» REQUIRED WORK: Output the lines that follow exactly as they are.

□ □ □ □

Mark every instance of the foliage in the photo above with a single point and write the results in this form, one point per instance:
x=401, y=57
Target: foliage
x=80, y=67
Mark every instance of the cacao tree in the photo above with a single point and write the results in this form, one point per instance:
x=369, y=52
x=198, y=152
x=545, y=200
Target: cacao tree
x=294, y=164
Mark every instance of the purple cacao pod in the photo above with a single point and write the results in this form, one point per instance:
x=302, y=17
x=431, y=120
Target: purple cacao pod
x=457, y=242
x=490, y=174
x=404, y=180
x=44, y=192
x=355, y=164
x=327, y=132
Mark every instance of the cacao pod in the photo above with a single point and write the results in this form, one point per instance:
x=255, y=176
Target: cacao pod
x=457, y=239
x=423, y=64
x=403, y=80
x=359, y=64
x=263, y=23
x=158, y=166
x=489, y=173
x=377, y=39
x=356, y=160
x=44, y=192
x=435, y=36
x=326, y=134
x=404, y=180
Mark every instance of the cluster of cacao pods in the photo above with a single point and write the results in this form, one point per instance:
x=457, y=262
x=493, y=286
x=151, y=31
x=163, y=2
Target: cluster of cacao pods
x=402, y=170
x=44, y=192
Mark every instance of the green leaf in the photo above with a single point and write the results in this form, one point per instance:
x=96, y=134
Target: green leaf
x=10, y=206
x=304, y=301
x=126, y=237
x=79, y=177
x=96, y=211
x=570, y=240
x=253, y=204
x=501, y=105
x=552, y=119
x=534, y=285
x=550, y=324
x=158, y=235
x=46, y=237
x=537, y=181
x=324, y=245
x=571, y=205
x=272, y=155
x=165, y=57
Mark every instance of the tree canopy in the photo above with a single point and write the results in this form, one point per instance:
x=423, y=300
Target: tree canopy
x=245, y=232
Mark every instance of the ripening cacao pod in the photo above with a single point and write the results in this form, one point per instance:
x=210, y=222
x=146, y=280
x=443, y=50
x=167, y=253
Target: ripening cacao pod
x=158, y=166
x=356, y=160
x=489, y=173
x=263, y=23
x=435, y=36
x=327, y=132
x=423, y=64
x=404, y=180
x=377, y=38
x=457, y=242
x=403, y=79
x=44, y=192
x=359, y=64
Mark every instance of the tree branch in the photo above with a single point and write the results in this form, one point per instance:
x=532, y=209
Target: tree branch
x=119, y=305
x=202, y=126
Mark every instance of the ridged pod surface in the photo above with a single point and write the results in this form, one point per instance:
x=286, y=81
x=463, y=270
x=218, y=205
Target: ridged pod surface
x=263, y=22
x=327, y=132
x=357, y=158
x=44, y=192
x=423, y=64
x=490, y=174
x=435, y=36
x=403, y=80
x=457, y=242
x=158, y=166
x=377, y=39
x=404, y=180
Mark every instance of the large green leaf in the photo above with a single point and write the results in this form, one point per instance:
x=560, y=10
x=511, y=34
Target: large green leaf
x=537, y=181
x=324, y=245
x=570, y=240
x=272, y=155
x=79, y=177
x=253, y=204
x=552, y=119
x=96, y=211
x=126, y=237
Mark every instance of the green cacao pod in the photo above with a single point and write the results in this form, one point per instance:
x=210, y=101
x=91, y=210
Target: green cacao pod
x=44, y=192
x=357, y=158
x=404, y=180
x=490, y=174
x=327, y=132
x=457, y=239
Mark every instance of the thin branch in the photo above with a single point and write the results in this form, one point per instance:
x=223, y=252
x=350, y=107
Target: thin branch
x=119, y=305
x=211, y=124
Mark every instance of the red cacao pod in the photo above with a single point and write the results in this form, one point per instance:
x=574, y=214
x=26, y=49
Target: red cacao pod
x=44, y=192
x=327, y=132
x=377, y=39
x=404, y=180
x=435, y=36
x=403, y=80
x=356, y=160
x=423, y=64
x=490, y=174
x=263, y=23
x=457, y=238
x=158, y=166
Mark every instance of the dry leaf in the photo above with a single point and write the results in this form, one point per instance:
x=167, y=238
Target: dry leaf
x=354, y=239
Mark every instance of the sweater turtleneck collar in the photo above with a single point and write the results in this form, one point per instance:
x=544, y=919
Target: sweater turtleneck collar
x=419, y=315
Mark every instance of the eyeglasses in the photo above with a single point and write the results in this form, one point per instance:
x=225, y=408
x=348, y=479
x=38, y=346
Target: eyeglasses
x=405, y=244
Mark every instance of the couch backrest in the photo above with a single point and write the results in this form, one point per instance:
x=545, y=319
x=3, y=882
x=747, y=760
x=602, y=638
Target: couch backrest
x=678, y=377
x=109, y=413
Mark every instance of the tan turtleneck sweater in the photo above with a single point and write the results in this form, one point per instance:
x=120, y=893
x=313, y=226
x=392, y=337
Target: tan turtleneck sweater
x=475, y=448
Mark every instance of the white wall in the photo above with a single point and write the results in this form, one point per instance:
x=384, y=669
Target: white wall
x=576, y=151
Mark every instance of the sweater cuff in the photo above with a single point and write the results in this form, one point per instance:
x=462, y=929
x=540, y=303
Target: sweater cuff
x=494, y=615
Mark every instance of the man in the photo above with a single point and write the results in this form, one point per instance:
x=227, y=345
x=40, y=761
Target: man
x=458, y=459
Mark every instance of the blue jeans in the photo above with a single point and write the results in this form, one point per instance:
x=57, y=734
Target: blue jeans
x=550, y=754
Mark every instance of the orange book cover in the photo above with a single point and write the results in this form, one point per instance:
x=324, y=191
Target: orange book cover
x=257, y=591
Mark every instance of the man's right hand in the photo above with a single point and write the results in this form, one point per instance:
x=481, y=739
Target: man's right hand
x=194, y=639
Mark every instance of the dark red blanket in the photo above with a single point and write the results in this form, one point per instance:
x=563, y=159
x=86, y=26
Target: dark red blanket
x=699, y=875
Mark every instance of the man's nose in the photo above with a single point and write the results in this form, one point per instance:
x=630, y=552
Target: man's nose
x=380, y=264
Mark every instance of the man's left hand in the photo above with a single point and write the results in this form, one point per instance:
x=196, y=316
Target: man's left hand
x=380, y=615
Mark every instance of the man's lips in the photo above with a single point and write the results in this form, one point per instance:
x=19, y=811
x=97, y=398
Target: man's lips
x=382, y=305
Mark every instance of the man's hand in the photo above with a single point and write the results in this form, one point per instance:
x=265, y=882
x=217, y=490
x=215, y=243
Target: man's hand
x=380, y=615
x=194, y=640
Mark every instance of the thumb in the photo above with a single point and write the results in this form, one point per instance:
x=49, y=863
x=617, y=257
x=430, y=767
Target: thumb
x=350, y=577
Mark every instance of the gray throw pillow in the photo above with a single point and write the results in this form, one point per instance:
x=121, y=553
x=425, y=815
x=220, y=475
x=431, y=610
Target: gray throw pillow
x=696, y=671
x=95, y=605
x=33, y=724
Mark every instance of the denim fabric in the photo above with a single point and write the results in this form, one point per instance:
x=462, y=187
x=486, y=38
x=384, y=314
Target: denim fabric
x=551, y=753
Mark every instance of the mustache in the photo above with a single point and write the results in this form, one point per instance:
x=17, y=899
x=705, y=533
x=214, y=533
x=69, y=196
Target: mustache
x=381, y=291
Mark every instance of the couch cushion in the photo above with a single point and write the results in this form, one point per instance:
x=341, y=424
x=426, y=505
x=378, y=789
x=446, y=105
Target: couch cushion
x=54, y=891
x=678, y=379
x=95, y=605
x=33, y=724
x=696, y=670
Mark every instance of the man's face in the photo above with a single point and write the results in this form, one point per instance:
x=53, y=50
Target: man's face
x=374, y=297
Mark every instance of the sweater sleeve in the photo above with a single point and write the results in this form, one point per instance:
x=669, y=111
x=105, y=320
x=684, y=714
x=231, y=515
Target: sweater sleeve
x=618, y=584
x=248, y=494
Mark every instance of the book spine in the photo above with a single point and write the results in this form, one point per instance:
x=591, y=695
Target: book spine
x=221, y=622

□ □ □ □

» PROBLEM SOLUTION:
Mark every instance of the foliage in the photo above with a single point and write the results in this form, one point per instance:
x=401, y=57
Target: foliage
x=80, y=67
Mark every instance of the cacao tree in the photo above with a single point and write the results in this form, one point per instance:
x=369, y=52
x=198, y=152
x=545, y=200
Target: cacao tree
x=294, y=164
Mark every instance of the purple cacao pod in the photo above with a single point and write the results in this form, one point per instance:
x=302, y=17
x=431, y=120
Target: purple cacao pod
x=457, y=242
x=490, y=174
x=404, y=180
x=44, y=192
x=355, y=164
x=327, y=132
Mark every instance of the cacao pod in the photo above with a single point and write the results in this form, one point per instance:
x=255, y=176
Target: cacao pod
x=457, y=239
x=423, y=64
x=403, y=80
x=359, y=64
x=263, y=23
x=158, y=166
x=489, y=173
x=377, y=39
x=356, y=160
x=44, y=192
x=435, y=36
x=326, y=134
x=404, y=180
Mark every instance of the cluster of cacao pods in the photo above with a single point and write the results in this form, one point per instance:
x=457, y=262
x=493, y=286
x=151, y=31
x=163, y=2
Target: cluster of cacao pods
x=402, y=170
x=44, y=192
Mark every instance of the green leaf in the photo above with a single point and write the results in this form, one point per instance:
x=96, y=134
Target: green leaf
x=10, y=206
x=304, y=301
x=126, y=237
x=79, y=177
x=96, y=211
x=570, y=240
x=253, y=204
x=501, y=105
x=552, y=119
x=534, y=285
x=550, y=324
x=158, y=235
x=46, y=237
x=537, y=181
x=324, y=245
x=571, y=205
x=272, y=155
x=165, y=57
Mark every instance of the tree canopy in the photo above with a single point and write the results in this form, one point per instance:
x=423, y=300
Target: tree canopy
x=245, y=232
Mark every instance of the ripening cacao pod in the photo above with a single point and write the results in this form, one point per instance:
x=210, y=222
x=146, y=280
x=443, y=50
x=167, y=253
Target: ripening cacao pod
x=158, y=166
x=356, y=160
x=489, y=173
x=263, y=23
x=435, y=36
x=327, y=132
x=423, y=64
x=404, y=180
x=377, y=38
x=457, y=242
x=403, y=79
x=44, y=192
x=359, y=64
Mark every instance of the tree branch in the photo above with a single point and write the results in this form, one point per instance:
x=532, y=209
Target: tree branch
x=119, y=305
x=202, y=126
Mark every instance of the ridged pod surface in the photo above with a single point and write the results in this form, one point per instance:
x=286, y=81
x=463, y=270
x=218, y=205
Target: ridged pod surface
x=263, y=22
x=327, y=132
x=357, y=158
x=44, y=192
x=423, y=64
x=490, y=174
x=435, y=36
x=403, y=80
x=457, y=242
x=158, y=166
x=377, y=39
x=404, y=180
Mark every instance of the large green leaf in the photo above with a single point and write the results in this form, one point per instance:
x=560, y=10
x=511, y=34
Target: large green leaf
x=537, y=181
x=324, y=245
x=570, y=240
x=272, y=155
x=79, y=177
x=253, y=204
x=552, y=119
x=96, y=211
x=126, y=237
Mark every instance of the green cacao pod in the photo above with a single point and write the results in this form, one point per instance:
x=210, y=101
x=91, y=210
Target: green cacao pod
x=44, y=192
x=357, y=158
x=404, y=180
x=490, y=174
x=327, y=132
x=457, y=239
Mark every instance of the thin branch in the photo above with a single point and write the results in this form, one point per instance:
x=223, y=252
x=350, y=107
Target: thin branch
x=119, y=305
x=211, y=124
Mark every instance of the red cacao pod in the photo above with a single point and write the results in this form, one point per instance:
x=574, y=214
x=26, y=49
Target: red cacao pod
x=44, y=192
x=327, y=132
x=377, y=39
x=404, y=180
x=435, y=36
x=403, y=80
x=356, y=160
x=423, y=64
x=490, y=174
x=263, y=23
x=457, y=238
x=158, y=166
Mark every instance of the dry leaf in the photo above with a single point and write the results in this form, one point per instance:
x=167, y=238
Target: dry leaf
x=354, y=239
Mark every instance of the sweater turtleneck collar in the photo above with a single point and write the results in this form, one point per instance:
x=544, y=919
Target: sweater turtleneck collar
x=419, y=315
Mark every instance of the eyeglasses in the photo above with a single point and write the results in this form, one point per instance:
x=225, y=408
x=348, y=479
x=38, y=346
Target: eyeglasses
x=405, y=244
Mark every instance of the couch backrest in the photo above with a single point and write the results in this form, one point per instance:
x=545, y=319
x=3, y=882
x=747, y=760
x=602, y=638
Target: couch backrest
x=678, y=377
x=109, y=413
Mark every instance of the tan turtleneck sweater in the photo above with a single point and write the results in this form, one point per instance:
x=120, y=893
x=313, y=226
x=392, y=337
Target: tan turtleneck sweater
x=475, y=448
Mark every instance of the white wall in the photo above with a single point and write the results in this form, one point per instance:
x=384, y=669
Target: white wall
x=576, y=151
Mark every instance of the sweater cuff in the photo above with a single point and write the results in this form, one point per instance:
x=462, y=929
x=540, y=303
Target: sweater cuff
x=494, y=615
Mark every instance of the man in the photo above with a single point and write the results in this form, one point per instance:
x=227, y=345
x=40, y=761
Target: man
x=458, y=459
Mark every instance of the blue jeans in the photo above with a single point and write the results in this form, one point per instance:
x=57, y=734
Target: blue jeans
x=550, y=754
Mark every instance of the orange book cover in the photo above with a single point and write the results in this form, one point per instance:
x=324, y=191
Target: orange book cover
x=257, y=591
Mark every instance of the man's right hand in the photo above with a single point and write the results in this form, one point per instance:
x=481, y=739
Target: man's right hand
x=194, y=639
Mark every instance of the dark red blanket in the photo above with a single point and write the results in this form, one point per instance:
x=563, y=159
x=86, y=26
Target: dark red blanket
x=699, y=875
Mark every instance of the man's nose in the photo above with a single point and write the results in this form, one point per instance:
x=630, y=552
Target: man's nose
x=380, y=264
Mark every instance of the man's left hand in the photo above with a single point and write the results in this form, one point per instance:
x=196, y=316
Target: man's left hand
x=380, y=615
Mark every instance of the man's lips in the photo above with a single point and write the results in this form, one point per instance:
x=19, y=811
x=97, y=398
Target: man's lips
x=382, y=305
Mark every instance of the man's hand in the photo above with a single point and write the results in this form, one point per instance:
x=265, y=882
x=217, y=490
x=215, y=243
Target: man's hand
x=380, y=615
x=194, y=640
Mark every instance of the thumb in the photo above with a single point and write the results in this form, one point per instance:
x=49, y=863
x=617, y=257
x=430, y=767
Target: thumb
x=350, y=577
Mark every instance of the gray throw pillow in the photo above with a single point and write the results in this form, one point per instance:
x=121, y=553
x=425, y=815
x=220, y=475
x=431, y=610
Target: gray throw pillow
x=696, y=671
x=95, y=605
x=33, y=724
Mark every instance of the denim fabric in the photo above with a single point and write the results in this form, one point per instance:
x=462, y=187
x=486, y=38
x=384, y=314
Target: denim fabric
x=551, y=753
Mark every instance of the mustache in the photo above with a single point and write the results in this form, one point per instance:
x=17, y=899
x=705, y=533
x=214, y=533
x=69, y=196
Target: mustache
x=381, y=291
Mark every instance of the couch cushion in the photo above with a single point and write the results in this form, one point per instance:
x=341, y=424
x=426, y=505
x=378, y=789
x=446, y=105
Target: couch cushion
x=54, y=891
x=678, y=379
x=95, y=605
x=33, y=724
x=696, y=670
Mark every instance of the man's face in the photo above with a single point and write the results in this form, one point per instance:
x=53, y=50
Target: man's face
x=374, y=297
Mark every instance of the sweater sleeve in the photo above with a single point and write the results in this form, one point per instance:
x=669, y=111
x=105, y=320
x=684, y=714
x=231, y=515
Target: sweater sleeve
x=618, y=584
x=248, y=494
Mark every instance of the book spine in the photo above with a single point and write the results in this form, one point per instance:
x=591, y=695
Target: book spine
x=221, y=622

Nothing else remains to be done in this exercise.